Supplied entries start

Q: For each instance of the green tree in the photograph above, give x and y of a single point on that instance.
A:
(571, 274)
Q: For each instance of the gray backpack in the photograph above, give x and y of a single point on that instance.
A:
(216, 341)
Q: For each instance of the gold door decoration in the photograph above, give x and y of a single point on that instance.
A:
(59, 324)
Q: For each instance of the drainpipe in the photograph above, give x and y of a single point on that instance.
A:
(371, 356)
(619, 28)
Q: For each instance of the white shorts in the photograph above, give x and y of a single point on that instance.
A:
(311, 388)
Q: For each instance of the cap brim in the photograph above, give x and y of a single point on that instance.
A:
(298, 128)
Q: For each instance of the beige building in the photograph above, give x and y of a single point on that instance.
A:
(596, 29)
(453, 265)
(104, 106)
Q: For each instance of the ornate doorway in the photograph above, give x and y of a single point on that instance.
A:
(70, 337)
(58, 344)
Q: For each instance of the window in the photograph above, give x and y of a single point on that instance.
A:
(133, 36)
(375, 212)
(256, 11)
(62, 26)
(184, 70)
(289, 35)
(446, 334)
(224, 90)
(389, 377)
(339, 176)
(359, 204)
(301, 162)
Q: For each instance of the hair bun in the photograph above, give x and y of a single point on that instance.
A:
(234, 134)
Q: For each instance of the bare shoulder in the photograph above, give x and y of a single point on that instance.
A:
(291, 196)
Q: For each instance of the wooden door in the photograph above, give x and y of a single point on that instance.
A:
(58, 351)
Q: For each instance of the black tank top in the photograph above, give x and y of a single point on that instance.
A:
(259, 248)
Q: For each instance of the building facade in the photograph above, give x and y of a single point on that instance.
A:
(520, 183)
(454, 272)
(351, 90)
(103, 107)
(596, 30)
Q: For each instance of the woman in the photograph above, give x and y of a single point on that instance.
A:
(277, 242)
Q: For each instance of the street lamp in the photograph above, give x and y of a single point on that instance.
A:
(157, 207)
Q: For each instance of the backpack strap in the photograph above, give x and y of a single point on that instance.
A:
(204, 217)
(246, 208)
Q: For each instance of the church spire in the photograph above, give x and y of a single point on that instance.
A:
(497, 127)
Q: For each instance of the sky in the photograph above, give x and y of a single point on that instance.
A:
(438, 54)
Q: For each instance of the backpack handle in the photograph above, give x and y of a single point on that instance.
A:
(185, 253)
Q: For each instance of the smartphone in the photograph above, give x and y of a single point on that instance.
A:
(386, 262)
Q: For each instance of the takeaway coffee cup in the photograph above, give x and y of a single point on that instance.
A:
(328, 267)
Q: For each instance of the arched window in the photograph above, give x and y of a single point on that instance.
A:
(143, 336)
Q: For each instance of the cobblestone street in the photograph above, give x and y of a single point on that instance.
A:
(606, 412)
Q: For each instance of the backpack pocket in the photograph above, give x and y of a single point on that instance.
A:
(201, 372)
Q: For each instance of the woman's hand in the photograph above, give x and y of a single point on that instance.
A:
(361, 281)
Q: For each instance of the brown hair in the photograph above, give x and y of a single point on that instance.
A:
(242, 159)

Supplied entries end

:: Goal ::
Render the part of the material that opens with the line containing "Q: For each instance of the church" and continues to the end of the material as a Markdown table with a "Row" column, which numbers each line, and a "Line" column, which holds the line itself. Both of those boundary lines are included, and blank lines are omitted.

:: Response ::
| Row | Line |
|---|---|
| 1 | Q: For each instance of the church spire in the photograph above, give x and y of a single point on that instance. |
| 2 | A: |
| 3 | (497, 127) |
| 4 | Q: For each instance of the sky in the photograph above, give x and y of a single point on that instance. |
| 5 | A: |
| 6 | (438, 54) |
| 7 | Q: For each instance of the backpack handle in the photograph above, give x and y of a single point on that instance. |
| 8 | A: |
| 9 | (185, 253) |
| 10 | Q: For each instance of the smartphone in the photograph above, give x and y of a single point on that instance. |
| 11 | A: |
| 12 | (386, 262) |
| 13 | Q: For each instance of the takeaway coffee cup in the photograph above, give x and y of a single point on that instance. |
| 14 | A: |
| 15 | (328, 267) |
| 16 | Q: For each instance of the arched window in the photograph above, give x and y of a single point on that instance. |
| 17 | A: |
| 18 | (143, 336) |
| 19 | Q: For each instance of the cobblestone street in the photograph above, give x and y of a single point on that instance. |
| 20 | A: |
| 21 | (606, 412) |
| 22 | Q: For each instance of the backpack pocket in the photograph above, give x and y of a single point on that instance. |
| 23 | A: |
| 24 | (201, 372) |
| 25 | Q: For each instance of the woman's hand in the photograph above, give x and y of a single point on that instance. |
| 26 | A: |
| 27 | (361, 281) |
| 28 | Q: For each instance of the brown hair in the photograph above, give x and y of a single point on that instance. |
| 29 | A: |
| 30 | (242, 159) |